● **EXERCISE**
Search the material for the word "dark" and copy every line in which it occurs.
+++ DATA SUPPLIED
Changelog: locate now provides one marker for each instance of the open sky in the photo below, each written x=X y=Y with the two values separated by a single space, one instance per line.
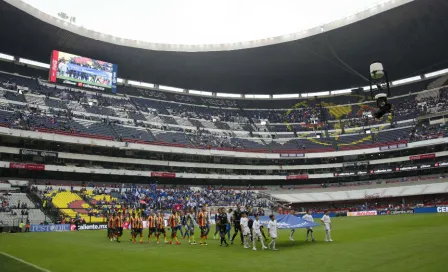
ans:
x=202 y=21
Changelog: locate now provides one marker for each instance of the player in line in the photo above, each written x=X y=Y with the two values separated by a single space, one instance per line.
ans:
x=173 y=222
x=236 y=222
x=245 y=230
x=151 y=227
x=132 y=226
x=272 y=232
x=308 y=217
x=202 y=218
x=138 y=230
x=190 y=223
x=257 y=233
x=327 y=223
x=110 y=227
x=160 y=227
x=221 y=224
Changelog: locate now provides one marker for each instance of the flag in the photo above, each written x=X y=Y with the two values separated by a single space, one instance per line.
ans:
x=288 y=222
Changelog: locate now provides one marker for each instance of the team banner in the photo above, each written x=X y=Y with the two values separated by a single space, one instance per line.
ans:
x=288 y=222
x=297 y=177
x=27 y=166
x=50 y=228
x=91 y=226
x=82 y=72
x=442 y=209
x=163 y=175
x=422 y=157
x=362 y=213
x=292 y=155
x=39 y=153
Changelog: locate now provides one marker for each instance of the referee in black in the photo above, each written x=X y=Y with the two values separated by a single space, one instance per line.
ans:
x=222 y=225
x=236 y=218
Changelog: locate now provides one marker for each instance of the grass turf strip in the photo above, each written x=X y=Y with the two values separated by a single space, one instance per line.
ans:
x=378 y=243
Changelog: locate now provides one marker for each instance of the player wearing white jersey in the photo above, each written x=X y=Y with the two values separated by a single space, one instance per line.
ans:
x=308 y=217
x=244 y=222
x=272 y=232
x=326 y=220
x=256 y=228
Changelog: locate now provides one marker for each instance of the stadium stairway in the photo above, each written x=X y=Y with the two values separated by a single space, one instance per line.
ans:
x=267 y=145
x=70 y=204
x=338 y=112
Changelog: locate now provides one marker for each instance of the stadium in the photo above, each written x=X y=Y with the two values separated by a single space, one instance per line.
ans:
x=323 y=147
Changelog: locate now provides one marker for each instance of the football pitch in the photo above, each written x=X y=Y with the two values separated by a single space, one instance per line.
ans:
x=380 y=243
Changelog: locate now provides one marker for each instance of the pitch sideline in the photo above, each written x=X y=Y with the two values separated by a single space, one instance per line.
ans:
x=25 y=262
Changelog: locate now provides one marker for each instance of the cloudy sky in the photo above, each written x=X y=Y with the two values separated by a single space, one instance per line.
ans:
x=202 y=21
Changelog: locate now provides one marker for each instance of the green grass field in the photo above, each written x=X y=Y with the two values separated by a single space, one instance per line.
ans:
x=381 y=243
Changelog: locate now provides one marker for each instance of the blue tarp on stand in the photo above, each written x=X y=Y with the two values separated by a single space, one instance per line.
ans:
x=288 y=222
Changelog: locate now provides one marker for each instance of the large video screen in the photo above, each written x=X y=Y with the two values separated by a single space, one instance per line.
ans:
x=82 y=72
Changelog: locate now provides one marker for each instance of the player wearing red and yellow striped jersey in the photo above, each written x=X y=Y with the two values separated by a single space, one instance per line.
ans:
x=160 y=227
x=202 y=218
x=117 y=224
x=138 y=222
x=131 y=225
x=110 y=227
x=173 y=223
x=151 y=226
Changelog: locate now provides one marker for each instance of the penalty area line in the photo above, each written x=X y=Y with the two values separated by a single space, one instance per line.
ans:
x=25 y=262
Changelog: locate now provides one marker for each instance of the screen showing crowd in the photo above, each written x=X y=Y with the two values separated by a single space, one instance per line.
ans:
x=82 y=72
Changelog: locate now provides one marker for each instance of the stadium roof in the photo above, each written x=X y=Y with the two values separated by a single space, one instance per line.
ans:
x=409 y=39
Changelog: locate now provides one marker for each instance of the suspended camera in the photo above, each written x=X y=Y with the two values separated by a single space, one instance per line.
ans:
x=379 y=89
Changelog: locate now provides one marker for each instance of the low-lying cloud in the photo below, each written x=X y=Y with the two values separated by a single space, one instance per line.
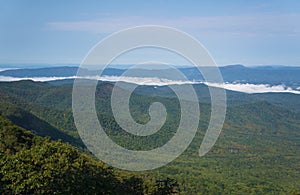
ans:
x=154 y=81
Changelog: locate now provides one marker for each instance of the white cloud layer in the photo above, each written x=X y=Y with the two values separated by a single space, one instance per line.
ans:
x=241 y=87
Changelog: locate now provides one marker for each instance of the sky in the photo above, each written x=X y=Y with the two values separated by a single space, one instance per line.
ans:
x=251 y=33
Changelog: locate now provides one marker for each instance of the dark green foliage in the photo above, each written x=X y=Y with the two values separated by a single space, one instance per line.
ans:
x=166 y=186
x=33 y=165
x=256 y=153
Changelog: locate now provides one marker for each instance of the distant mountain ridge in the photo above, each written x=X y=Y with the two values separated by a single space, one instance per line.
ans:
x=273 y=75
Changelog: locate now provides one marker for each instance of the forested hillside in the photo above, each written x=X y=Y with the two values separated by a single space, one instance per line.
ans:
x=258 y=151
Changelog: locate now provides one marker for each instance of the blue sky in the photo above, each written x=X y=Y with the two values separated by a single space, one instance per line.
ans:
x=235 y=32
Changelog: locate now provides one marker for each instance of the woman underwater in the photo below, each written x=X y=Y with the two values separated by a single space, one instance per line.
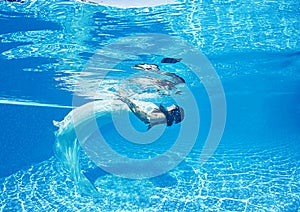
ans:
x=78 y=126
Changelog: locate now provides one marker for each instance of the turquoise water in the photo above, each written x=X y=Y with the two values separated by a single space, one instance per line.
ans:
x=253 y=47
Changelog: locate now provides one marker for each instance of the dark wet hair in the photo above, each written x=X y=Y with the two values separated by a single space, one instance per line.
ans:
x=176 y=115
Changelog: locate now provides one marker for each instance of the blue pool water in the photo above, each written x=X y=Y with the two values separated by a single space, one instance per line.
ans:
x=253 y=47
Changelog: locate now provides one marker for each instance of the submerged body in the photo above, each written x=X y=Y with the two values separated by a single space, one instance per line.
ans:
x=77 y=127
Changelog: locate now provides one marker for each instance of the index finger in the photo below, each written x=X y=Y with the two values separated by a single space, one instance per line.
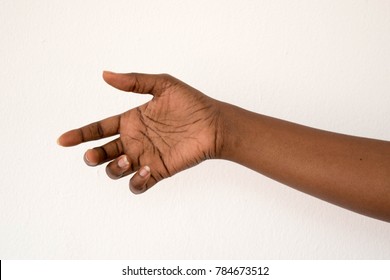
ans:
++++++
● **RESPONSE AREA**
Changelog: locate now provides one marker for each instance of the dark green foliage in the photo above, each written x=X y=Y with the two values separated by a single space, one instance per line.
Changelog: locate now provides one marker for each instance of the dark wet hair in the photo above, each written x=X y=Y with the two values separated by a single space, one instance per line.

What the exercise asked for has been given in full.